## Assignment
Word for word, restate every entry shown below.
◆ ◆ ◆
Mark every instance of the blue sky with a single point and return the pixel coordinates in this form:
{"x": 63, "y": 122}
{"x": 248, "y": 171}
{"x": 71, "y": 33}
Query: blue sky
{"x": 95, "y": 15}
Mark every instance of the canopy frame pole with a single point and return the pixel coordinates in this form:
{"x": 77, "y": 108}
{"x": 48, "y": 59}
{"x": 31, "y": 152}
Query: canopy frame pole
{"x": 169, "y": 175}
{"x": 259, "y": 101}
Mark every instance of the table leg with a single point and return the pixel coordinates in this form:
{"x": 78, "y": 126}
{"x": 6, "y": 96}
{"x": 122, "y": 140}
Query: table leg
◆ ◆ ◆
## Exercise answer
Mark every instance of the blue sky with a single point and return the pixel coordinates in this form:
{"x": 63, "y": 122}
{"x": 248, "y": 171}
{"x": 71, "y": 33}
Query: blue sky
{"x": 95, "y": 15}
Mark every instance of the canopy frame pole with a single point and return the pixel coordinates in this form:
{"x": 77, "y": 108}
{"x": 48, "y": 59}
{"x": 31, "y": 152}
Query: canopy frame pole
{"x": 169, "y": 175}
{"x": 259, "y": 101}
Mark every instance of the table leg with a single point and return the pixel coordinates in this form:
{"x": 78, "y": 126}
{"x": 6, "y": 96}
{"x": 122, "y": 140}
Query: table leg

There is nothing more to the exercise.